_ABOUT THIS EXERCISE_
Wherever pictures appear in the listing below, leave them out, and copy exactly, and only, everything from the line with "sample for one instance: <point>131,517</point>, one" down to the line with "point at the boy in kayak".

_DATA TO USE_
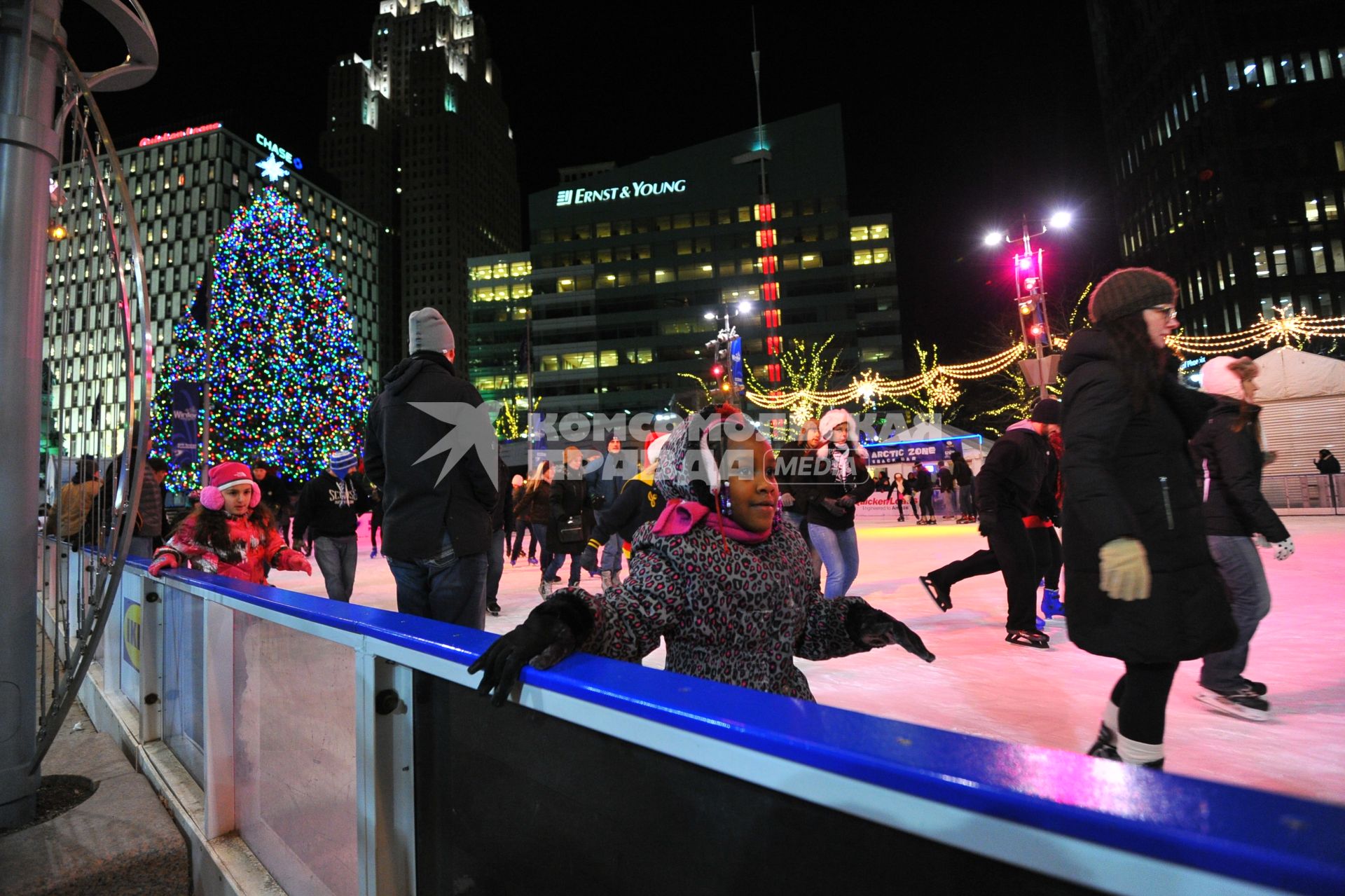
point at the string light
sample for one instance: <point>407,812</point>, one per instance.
<point>287,385</point>
<point>869,388</point>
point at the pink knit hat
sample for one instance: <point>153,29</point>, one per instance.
<point>222,476</point>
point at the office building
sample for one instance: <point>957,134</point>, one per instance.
<point>419,136</point>
<point>1226,150</point>
<point>627,261</point>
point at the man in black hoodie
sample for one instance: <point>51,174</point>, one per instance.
<point>327,516</point>
<point>431,447</point>
<point>1010,488</point>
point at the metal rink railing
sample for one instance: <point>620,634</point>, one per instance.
<point>345,747</point>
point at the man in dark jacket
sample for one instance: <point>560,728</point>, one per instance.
<point>1017,481</point>
<point>502,523</point>
<point>275,494</point>
<point>431,447</point>
<point>326,518</point>
<point>794,471</point>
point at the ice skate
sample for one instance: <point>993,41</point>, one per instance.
<point>1028,640</point>
<point>1051,605</point>
<point>1106,744</point>
<point>941,596</point>
<point>1241,704</point>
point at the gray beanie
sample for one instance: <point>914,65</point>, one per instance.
<point>1127,291</point>
<point>429,331</point>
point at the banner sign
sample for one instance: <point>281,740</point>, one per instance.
<point>912,453</point>
<point>185,446</point>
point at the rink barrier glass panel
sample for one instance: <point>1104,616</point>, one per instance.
<point>724,779</point>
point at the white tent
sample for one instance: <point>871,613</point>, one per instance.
<point>1304,408</point>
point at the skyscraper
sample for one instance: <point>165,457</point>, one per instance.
<point>420,139</point>
<point>1226,151</point>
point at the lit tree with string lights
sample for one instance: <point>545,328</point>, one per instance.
<point>286,378</point>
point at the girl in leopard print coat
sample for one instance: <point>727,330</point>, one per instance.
<point>717,576</point>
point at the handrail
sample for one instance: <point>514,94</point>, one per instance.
<point>1258,837</point>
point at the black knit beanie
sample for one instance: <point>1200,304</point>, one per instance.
<point>1130,289</point>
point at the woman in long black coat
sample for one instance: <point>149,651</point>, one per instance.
<point>1141,581</point>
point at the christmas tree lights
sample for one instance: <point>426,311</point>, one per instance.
<point>286,378</point>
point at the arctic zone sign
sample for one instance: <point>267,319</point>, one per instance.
<point>634,190</point>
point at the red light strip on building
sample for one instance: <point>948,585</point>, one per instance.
<point>179,135</point>
<point>764,213</point>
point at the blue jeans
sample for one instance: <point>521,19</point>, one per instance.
<point>494,567</point>
<point>840,551</point>
<point>336,558</point>
<point>612,555</point>
<point>557,561</point>
<point>1248,593</point>
<point>799,521</point>
<point>444,587</point>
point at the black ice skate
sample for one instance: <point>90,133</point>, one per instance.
<point>941,595</point>
<point>1242,703</point>
<point>1029,640</point>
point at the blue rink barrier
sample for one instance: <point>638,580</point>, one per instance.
<point>618,778</point>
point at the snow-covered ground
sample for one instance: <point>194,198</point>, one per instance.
<point>985,687</point>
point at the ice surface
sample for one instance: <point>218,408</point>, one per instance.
<point>985,687</point>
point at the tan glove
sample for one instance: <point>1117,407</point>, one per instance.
<point>1125,570</point>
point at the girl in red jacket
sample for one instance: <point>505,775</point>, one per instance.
<point>229,533</point>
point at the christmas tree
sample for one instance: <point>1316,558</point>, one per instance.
<point>286,380</point>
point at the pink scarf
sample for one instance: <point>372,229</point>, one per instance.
<point>681,517</point>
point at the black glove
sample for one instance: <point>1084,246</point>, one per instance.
<point>876,628</point>
<point>553,631</point>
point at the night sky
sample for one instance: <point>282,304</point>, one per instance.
<point>956,120</point>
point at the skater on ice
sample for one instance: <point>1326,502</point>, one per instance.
<point>717,576</point>
<point>1229,451</point>
<point>1140,580</point>
<point>230,533</point>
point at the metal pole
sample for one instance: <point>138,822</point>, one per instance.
<point>29,151</point>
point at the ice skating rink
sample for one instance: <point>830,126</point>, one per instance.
<point>981,685</point>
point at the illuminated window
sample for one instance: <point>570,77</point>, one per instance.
<point>1281,259</point>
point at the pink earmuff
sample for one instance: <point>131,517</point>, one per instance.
<point>214,498</point>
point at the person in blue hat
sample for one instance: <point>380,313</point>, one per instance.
<point>326,518</point>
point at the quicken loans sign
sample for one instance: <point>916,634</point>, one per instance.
<point>634,190</point>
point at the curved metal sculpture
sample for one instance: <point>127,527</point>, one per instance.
<point>80,579</point>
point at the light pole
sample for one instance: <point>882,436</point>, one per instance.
<point>1030,298</point>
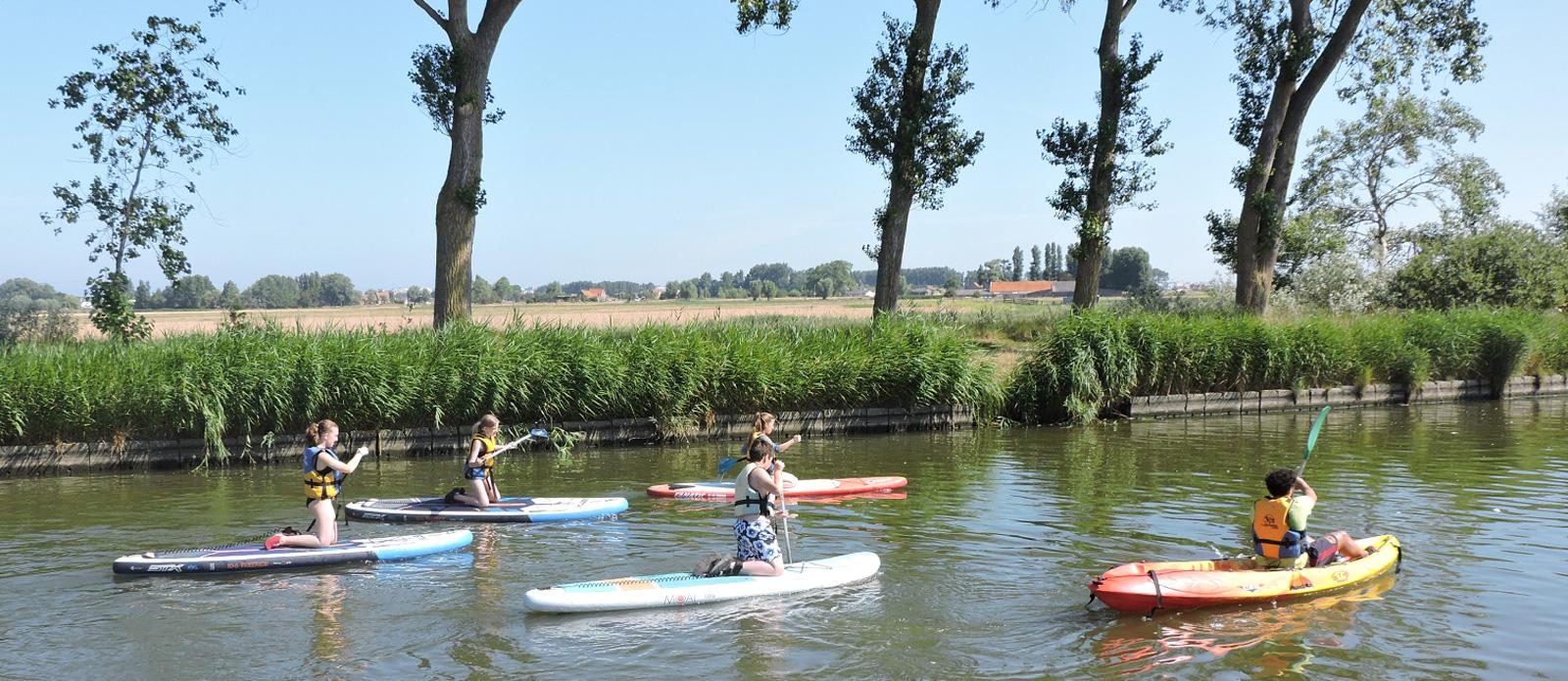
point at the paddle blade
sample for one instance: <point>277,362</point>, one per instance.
<point>1311,436</point>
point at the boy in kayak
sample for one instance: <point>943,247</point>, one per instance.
<point>1280,527</point>
<point>757,545</point>
<point>323,479</point>
<point>760,430</point>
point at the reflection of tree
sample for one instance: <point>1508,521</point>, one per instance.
<point>760,645</point>
<point>1290,634</point>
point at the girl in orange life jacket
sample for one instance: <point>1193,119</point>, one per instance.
<point>323,476</point>
<point>480,466</point>
<point>757,545</point>
<point>1280,526</point>
<point>760,430</point>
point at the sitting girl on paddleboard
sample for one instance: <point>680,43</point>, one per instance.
<point>323,479</point>
<point>760,428</point>
<point>478,469</point>
<point>757,547</point>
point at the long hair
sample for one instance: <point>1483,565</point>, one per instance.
<point>318,430</point>
<point>485,422</point>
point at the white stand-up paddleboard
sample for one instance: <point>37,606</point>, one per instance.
<point>253,556</point>
<point>682,589</point>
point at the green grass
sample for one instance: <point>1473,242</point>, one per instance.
<point>267,380</point>
<point>1087,363</point>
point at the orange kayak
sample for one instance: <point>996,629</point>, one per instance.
<point>1181,586</point>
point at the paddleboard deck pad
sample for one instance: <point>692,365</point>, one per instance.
<point>512,509</point>
<point>255,556</point>
<point>720,490</point>
<point>682,589</point>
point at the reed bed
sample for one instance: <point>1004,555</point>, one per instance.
<point>1089,363</point>
<point>248,380</point>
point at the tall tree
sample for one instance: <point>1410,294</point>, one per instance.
<point>1286,52</point>
<point>454,88</point>
<point>906,124</point>
<point>153,114</point>
<point>1399,154</point>
<point>1102,162</point>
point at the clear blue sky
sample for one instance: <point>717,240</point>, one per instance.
<point>650,141</point>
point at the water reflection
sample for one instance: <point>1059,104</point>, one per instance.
<point>1269,641</point>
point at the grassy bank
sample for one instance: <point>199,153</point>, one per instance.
<point>1087,363</point>
<point>267,380</point>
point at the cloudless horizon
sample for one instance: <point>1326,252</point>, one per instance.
<point>650,141</point>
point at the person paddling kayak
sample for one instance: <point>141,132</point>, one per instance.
<point>323,479</point>
<point>760,432</point>
<point>1280,526</point>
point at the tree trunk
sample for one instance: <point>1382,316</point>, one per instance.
<point>1274,161</point>
<point>459,201</point>
<point>1097,219</point>
<point>901,193</point>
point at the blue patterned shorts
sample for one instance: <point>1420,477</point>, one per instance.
<point>757,540</point>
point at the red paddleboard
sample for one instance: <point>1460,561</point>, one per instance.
<point>720,490</point>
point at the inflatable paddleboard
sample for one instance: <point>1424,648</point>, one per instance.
<point>512,509</point>
<point>253,556</point>
<point>720,490</point>
<point>682,589</point>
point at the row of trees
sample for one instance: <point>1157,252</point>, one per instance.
<point>153,115</point>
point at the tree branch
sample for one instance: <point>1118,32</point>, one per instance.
<point>496,16</point>
<point>433,13</point>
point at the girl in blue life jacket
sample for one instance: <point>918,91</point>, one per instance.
<point>323,479</point>
<point>760,432</point>
<point>478,469</point>
<point>757,488</point>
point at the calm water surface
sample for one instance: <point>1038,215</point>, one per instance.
<point>985,562</point>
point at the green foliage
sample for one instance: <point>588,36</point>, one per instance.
<point>1089,363</point>
<point>435,75</point>
<point>1073,145</point>
<point>1507,266</point>
<point>752,15</point>
<point>1399,154</point>
<point>151,117</point>
<point>267,380</point>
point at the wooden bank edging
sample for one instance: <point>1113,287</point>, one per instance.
<point>1199,404</point>
<point>188,452</point>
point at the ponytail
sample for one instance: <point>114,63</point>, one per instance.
<point>314,432</point>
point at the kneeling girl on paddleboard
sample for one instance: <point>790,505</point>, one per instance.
<point>323,479</point>
<point>757,545</point>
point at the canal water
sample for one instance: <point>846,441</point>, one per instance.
<point>985,562</point>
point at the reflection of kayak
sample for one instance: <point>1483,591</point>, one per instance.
<point>1149,587</point>
<point>512,509</point>
<point>253,556</point>
<point>682,589</point>
<point>720,490</point>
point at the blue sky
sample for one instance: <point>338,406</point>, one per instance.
<point>650,141</point>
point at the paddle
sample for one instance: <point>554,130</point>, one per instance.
<point>533,433</point>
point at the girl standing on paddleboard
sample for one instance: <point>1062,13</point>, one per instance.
<point>760,430</point>
<point>323,479</point>
<point>480,466</point>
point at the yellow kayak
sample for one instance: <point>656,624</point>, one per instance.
<point>1149,587</point>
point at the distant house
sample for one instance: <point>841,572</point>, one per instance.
<point>1018,289</point>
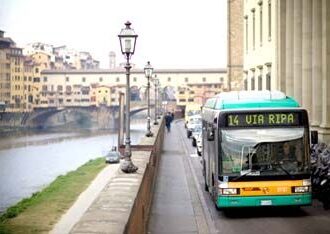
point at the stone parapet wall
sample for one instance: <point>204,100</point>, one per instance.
<point>123,206</point>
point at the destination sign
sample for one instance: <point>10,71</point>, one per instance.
<point>262,119</point>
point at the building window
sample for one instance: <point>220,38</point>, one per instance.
<point>260,4</point>
<point>246,33</point>
<point>269,20</point>
<point>252,83</point>
<point>259,82</point>
<point>268,81</point>
<point>253,27</point>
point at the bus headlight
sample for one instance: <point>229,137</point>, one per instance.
<point>229,191</point>
<point>301,189</point>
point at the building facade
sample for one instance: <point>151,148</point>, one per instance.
<point>235,44</point>
<point>103,86</point>
<point>260,44</point>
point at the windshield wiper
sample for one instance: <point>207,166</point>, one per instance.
<point>282,168</point>
<point>248,172</point>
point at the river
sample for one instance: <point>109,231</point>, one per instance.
<point>30,161</point>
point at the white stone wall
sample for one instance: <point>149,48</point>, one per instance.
<point>260,43</point>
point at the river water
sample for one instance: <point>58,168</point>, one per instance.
<point>31,161</point>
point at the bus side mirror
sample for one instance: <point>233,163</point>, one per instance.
<point>210,134</point>
<point>314,137</point>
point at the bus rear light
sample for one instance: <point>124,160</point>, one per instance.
<point>301,189</point>
<point>229,191</point>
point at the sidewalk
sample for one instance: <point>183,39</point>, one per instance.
<point>175,207</point>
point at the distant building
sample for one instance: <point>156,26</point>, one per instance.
<point>286,47</point>
<point>112,60</point>
<point>235,44</point>
<point>198,84</point>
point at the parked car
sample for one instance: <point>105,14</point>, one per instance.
<point>197,130</point>
<point>113,157</point>
<point>193,121</point>
<point>191,109</point>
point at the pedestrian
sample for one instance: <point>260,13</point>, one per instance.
<point>168,120</point>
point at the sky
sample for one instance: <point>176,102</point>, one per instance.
<point>171,33</point>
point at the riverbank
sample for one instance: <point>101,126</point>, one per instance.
<point>40,212</point>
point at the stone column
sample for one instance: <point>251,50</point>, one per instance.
<point>289,49</point>
<point>307,54</point>
<point>297,47</point>
<point>316,66</point>
<point>326,64</point>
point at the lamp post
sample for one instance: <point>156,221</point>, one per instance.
<point>159,100</point>
<point>148,73</point>
<point>127,38</point>
<point>156,85</point>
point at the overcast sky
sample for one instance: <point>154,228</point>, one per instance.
<point>172,33</point>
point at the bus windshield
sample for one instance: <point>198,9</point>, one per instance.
<point>271,151</point>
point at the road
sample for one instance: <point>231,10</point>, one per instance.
<point>313,219</point>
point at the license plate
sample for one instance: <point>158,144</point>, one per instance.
<point>266,202</point>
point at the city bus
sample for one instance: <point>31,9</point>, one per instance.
<point>256,150</point>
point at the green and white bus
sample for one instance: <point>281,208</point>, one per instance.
<point>256,150</point>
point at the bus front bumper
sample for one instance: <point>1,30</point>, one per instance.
<point>252,201</point>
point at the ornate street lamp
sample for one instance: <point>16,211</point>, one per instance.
<point>156,85</point>
<point>127,38</point>
<point>148,73</point>
<point>159,100</point>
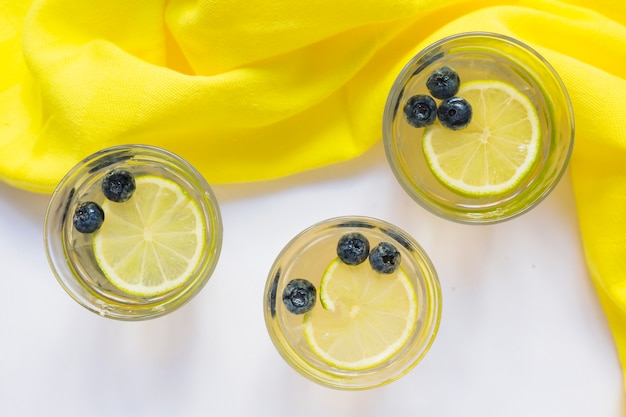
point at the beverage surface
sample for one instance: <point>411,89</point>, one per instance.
<point>352,304</point>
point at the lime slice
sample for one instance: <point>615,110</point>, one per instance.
<point>366,317</point>
<point>152,243</point>
<point>495,152</point>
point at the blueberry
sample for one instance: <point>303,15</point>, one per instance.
<point>353,248</point>
<point>118,185</point>
<point>443,83</point>
<point>454,113</point>
<point>299,296</point>
<point>420,110</point>
<point>88,217</point>
<point>385,258</point>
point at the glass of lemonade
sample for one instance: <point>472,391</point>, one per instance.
<point>352,303</point>
<point>133,232</point>
<point>478,128</point>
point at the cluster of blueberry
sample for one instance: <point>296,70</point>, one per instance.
<point>454,112</point>
<point>118,186</point>
<point>299,295</point>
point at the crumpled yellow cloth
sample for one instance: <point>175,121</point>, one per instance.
<point>256,89</point>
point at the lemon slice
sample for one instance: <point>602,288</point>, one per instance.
<point>496,151</point>
<point>152,243</point>
<point>366,317</point>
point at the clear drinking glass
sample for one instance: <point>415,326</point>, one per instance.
<point>476,57</point>
<point>356,297</point>
<point>71,253</point>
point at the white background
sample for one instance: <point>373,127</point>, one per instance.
<point>522,332</point>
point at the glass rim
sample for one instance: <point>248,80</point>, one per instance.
<point>68,275</point>
<point>428,278</point>
<point>431,204</point>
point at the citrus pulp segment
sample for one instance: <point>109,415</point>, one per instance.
<point>365,319</point>
<point>152,243</point>
<point>495,152</point>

_RESULT OF THE TASK_
sample for one instance: <point>131,517</point>, one per instance.
<point>214,498</point>
point at the person in blue hat
sample for one instance: <point>380,313</point>, one per instance.
<point>326,518</point>
point at the quicken loans sign
sample for one instance: <point>916,634</point>, one per instance.
<point>634,190</point>
point at the curved metal sculpture
sample for one instance: <point>127,527</point>, one per instance.
<point>80,579</point>
point at the light pole
sample for one instance: <point>882,436</point>, one per instance.
<point>1030,298</point>
point at the paddle blade
sample for one instance: <point>277,362</point>, one per instance.
<point>1311,436</point>
point at the boy in kayak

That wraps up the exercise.